**Document section:**
Alex Kuang, black police officer faces the charges of aiding and abetting in Floyd’s death. Fanon outlines the dilemma of a black, ‘the black man has two dimensions, one with his fellows, the other with the white man…. That this self division is direct result of colonialist subjugation is beyond question….’ This is direct result of slavery. This is direct result of white supermacism. ‘Negro (read black) is a stage in the slow evolution of monkey into man….black soul is white man’s artifact’.
A black becomes ‘insolent’ when he resists and protests. When a black talks of Marx, Fanon wrote, “the first reaction is always the same: we have brought you up to our level and now you turn against your benefactors. Ingrates! Obviously nothing can be expected of you…. He had had the impudence to read Engels….’. The ‘impudence of black has forced resignation of some editorial staff of New York Times and the narrative of ‘Cancel out Culture’ has been pushed into dissemination.

**What you should do:** Reproduce the passage on Fanon and Floyd's death from "Alex Kuang, black" to "white man’s artifact’.". The items that follow are separate material and have no connection to the passage on Fanon and Floyd's death.

**Information:**
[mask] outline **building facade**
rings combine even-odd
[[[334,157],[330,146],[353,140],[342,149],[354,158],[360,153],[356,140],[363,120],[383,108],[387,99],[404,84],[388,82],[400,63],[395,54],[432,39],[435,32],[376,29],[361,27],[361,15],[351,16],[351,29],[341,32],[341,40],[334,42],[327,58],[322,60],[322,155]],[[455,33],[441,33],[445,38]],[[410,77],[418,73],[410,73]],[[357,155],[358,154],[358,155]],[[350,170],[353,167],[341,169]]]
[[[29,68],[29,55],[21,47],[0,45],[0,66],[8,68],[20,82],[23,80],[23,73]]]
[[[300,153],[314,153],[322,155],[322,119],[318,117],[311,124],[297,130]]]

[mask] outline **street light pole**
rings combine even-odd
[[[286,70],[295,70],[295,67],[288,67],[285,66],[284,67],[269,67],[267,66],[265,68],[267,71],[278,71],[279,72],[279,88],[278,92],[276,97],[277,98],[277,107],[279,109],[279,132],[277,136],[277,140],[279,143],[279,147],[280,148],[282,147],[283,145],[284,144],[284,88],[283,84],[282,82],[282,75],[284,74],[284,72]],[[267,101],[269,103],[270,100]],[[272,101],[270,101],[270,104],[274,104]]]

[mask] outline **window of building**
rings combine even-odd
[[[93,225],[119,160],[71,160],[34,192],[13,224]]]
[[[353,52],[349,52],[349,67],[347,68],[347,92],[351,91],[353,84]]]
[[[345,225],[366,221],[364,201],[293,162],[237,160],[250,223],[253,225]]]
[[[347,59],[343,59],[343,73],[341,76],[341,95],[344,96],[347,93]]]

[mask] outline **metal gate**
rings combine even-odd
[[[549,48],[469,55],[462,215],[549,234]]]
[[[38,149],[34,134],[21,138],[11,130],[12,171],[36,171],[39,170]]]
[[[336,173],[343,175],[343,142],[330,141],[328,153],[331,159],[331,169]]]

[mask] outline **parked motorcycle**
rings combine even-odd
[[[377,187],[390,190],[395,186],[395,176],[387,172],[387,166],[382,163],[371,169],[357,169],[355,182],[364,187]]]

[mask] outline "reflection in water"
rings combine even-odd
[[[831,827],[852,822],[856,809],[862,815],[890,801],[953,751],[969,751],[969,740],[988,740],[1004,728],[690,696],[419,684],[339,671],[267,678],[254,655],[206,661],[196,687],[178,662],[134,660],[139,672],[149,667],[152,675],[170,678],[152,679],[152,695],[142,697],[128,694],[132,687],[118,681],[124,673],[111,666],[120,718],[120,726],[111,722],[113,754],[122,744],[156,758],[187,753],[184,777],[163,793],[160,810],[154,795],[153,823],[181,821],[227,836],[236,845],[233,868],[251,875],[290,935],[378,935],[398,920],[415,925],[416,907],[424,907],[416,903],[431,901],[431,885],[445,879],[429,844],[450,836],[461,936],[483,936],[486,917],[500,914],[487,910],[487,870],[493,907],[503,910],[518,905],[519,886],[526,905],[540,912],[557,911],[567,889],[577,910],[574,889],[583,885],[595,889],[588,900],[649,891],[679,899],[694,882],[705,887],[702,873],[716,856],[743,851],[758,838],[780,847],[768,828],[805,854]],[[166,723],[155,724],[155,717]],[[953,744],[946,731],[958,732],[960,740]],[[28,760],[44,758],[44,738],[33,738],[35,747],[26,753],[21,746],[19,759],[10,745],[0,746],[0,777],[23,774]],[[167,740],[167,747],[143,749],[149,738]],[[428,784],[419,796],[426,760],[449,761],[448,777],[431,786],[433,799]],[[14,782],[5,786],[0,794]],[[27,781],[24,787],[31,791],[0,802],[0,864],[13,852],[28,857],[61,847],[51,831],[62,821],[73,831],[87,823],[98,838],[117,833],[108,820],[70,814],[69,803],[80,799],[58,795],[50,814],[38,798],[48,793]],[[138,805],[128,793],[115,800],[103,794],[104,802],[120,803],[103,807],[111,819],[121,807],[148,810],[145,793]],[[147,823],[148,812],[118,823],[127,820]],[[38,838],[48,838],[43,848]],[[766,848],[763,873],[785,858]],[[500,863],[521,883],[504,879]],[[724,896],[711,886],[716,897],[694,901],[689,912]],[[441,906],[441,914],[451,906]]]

**The completed task:**
Alex Kuang, black police officer faces the charges of aiding and abetting in Floyd’s death. Fanon outlines the dilemma of a black, ‘the black man has two dimensions, one with his fellows, the other with the white man…. That this self division is direct result of colonialist subjugation is beyond question….’ This is direct result of slavery. This is direct result of white supermacism. ‘Negro (read black) is a stage in the slow evolution of monkey into man….black soul is white man’s artifact’.